Extract provided:
[Start of Attachment]

Caravaggio, Saint Jerome Writing, circa 1605–06. Via Wikimedia Commons.
There is no shortage of theories about how Caravaggio died, from lead poisoning caused by his paints to sunstroke, syphilis, or even an assassination by the Knights of Malta. The latest hypothesis, supported by close analysis of a skeleton believed to be Caravaggio’s, suggests that he died from sepsis caused by a badly infected wound. Research by scientists at Aix-Marseille Université, the University of Bologna, and the University of Verona, published in the latest volume of scholarly publication The Lancet Infectious Diseases, concluded that the 39-year-old artist died from “an infected wound that Caravaggio received during his last fight in Naples.”
The new findings are based on analysis of a skeleton the researchers believe is that of Caravaggio. Of the skeletons in the cemetery in Porto Ercole, Tuscany, where the artist was allegedly buried, the scientists found nine matching the known physical proportions of Caravaggio, but only one dating to the early 17th century. Comparing DNA from that skeleton with other men named Merisi or Merisio—Caravaggio’s full name was Michelangelo Merisi da Caravaggio—supported their theory that it was in fact the artist’s skeleton. The prognosis of sepsis, or blood infection, brought on by the bacterium Staphylococcus aureus, is based on analysis of that skeleton’s teeth cross-referenced with two types of DNA analysis.

[End of Attachment]

Material provided:

[Start of Attachment]

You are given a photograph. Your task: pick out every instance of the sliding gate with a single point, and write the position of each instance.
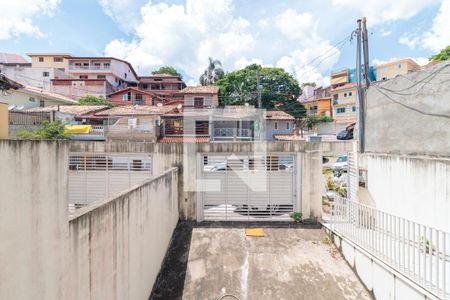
(245, 187)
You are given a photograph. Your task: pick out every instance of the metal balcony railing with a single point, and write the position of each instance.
(417, 251)
(232, 132)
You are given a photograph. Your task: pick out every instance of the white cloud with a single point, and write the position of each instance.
(439, 36)
(379, 11)
(409, 40)
(184, 36)
(304, 62)
(17, 16)
(435, 39)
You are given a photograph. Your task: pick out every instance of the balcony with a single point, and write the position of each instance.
(232, 133)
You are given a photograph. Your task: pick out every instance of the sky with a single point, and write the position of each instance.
(307, 38)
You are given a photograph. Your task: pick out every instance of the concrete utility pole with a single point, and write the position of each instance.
(258, 89)
(360, 92)
(365, 39)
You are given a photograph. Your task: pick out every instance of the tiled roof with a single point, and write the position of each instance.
(69, 109)
(185, 139)
(131, 89)
(47, 94)
(208, 89)
(11, 58)
(345, 86)
(137, 110)
(278, 115)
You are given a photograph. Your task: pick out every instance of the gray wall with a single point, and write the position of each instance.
(106, 250)
(33, 219)
(184, 156)
(393, 128)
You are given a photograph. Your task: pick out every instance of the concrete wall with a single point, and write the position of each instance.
(33, 220)
(184, 156)
(107, 250)
(117, 246)
(393, 128)
(382, 280)
(415, 188)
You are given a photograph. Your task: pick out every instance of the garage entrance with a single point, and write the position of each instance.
(247, 187)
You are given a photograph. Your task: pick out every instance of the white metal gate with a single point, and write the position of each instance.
(246, 187)
(94, 177)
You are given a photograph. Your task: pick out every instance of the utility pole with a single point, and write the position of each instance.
(365, 40)
(258, 89)
(360, 92)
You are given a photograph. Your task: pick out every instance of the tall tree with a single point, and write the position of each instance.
(279, 90)
(441, 56)
(212, 73)
(167, 70)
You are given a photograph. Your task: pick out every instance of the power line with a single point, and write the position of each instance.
(411, 107)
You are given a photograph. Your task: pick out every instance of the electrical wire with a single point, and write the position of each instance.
(411, 107)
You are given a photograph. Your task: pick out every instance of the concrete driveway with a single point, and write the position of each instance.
(287, 263)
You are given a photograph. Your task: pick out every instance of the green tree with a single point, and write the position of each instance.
(441, 56)
(212, 73)
(93, 100)
(279, 90)
(167, 70)
(47, 131)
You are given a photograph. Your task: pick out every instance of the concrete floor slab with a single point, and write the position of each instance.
(287, 263)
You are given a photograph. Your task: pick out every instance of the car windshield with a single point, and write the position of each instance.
(342, 159)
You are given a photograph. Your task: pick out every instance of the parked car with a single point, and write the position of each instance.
(341, 163)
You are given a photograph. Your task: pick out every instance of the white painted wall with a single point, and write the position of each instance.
(415, 188)
(107, 250)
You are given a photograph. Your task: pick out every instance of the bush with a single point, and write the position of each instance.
(47, 131)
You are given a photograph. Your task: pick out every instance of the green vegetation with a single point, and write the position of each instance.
(93, 100)
(167, 70)
(279, 90)
(441, 56)
(296, 216)
(212, 73)
(47, 131)
(312, 120)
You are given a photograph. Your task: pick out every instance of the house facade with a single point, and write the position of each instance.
(391, 69)
(201, 96)
(29, 97)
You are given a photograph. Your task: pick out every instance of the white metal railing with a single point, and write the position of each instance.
(419, 252)
(232, 132)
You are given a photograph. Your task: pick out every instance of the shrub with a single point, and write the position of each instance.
(47, 131)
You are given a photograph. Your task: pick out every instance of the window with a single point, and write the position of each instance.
(198, 102)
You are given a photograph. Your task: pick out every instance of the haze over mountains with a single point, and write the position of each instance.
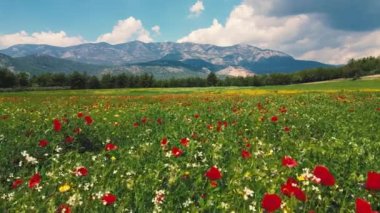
(163, 60)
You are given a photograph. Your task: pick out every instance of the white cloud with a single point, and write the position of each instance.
(197, 8)
(126, 30)
(156, 29)
(50, 38)
(304, 36)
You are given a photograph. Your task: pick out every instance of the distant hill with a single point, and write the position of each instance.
(165, 59)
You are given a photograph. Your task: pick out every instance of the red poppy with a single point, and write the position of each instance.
(291, 189)
(213, 173)
(271, 202)
(77, 130)
(283, 109)
(80, 114)
(245, 154)
(274, 119)
(57, 125)
(176, 152)
(110, 147)
(213, 184)
(43, 143)
(260, 106)
(362, 206)
(289, 162)
(108, 199)
(373, 181)
(69, 139)
(64, 208)
(88, 120)
(159, 121)
(164, 141)
(323, 173)
(16, 183)
(185, 141)
(34, 180)
(81, 171)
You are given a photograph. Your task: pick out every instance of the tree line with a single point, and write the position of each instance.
(81, 80)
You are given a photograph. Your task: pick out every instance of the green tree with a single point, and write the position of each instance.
(78, 80)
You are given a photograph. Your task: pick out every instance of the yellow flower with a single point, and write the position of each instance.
(64, 188)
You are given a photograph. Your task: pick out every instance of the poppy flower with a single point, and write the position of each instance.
(213, 184)
(43, 143)
(88, 120)
(57, 125)
(176, 152)
(210, 127)
(373, 181)
(159, 121)
(323, 173)
(164, 141)
(289, 162)
(77, 130)
(80, 114)
(362, 206)
(34, 180)
(245, 154)
(283, 109)
(81, 171)
(185, 141)
(64, 188)
(69, 139)
(108, 199)
(64, 208)
(110, 147)
(213, 173)
(274, 119)
(290, 188)
(16, 183)
(271, 202)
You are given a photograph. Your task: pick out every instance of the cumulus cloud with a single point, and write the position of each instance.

[End of Attachment]

Problems and tasks:
- 1) Reproduce, word for word, the part of the article on Caravaggio's death that begins with the words "The new findings" and ends with the words "of DNA analysis.".
- 2) List the theories about how Caravaggio died that the article on his death names before it introduces the latest hypothesis.
- 3) Continue the article on Caravaggio's death, starting after its final sentence.

Answers for this exercise:
- 1)
The new findings are based on analysis of a skeleton the researchers believe is that of Caravaggio. Of the skeletons in the cemetery in Porto Ercole, Tuscany, where the artist was allegedly buried, the scientists found nine matching the known physical proportions of Caravaggio, but only one dating to the early 17th century. Comparing DNA from that skeleton with other men named Merisi or Merisio—Caravaggio’s full name was Michelangelo Merisi da Caravaggio—supported their theory that it was in fact the artist’s skeleton. The prognosis of sepsis, or blood infection, brought on by the bacterium Staphylococcus aureus, is based on analysis of that skeleton’s teeth cross-referenced with two types of DNA analysis.

- 2)
- Lead poisoning caused by his paints
- Sunstroke
- Syphilis
- An assassination by the Knights of Malta

- 3)
The study’s authors conclude: “Converging elements supporting this hypothesis also showed that this death is plausible in the context of Caravaggio’s life.” Indeed, Caravaggio’s short life was famously tumultuous and involved about as much violence as the scenes he rendered in his famous chiaroscuro style. After killing Ranuccio Tomassoni in 1606, Caravaggio fled Rome and spent the the next four years traveling between Naples, Malta, and Sicily. He was on his way from Naples back to Rome, in hopes of securing a pardon, when he died.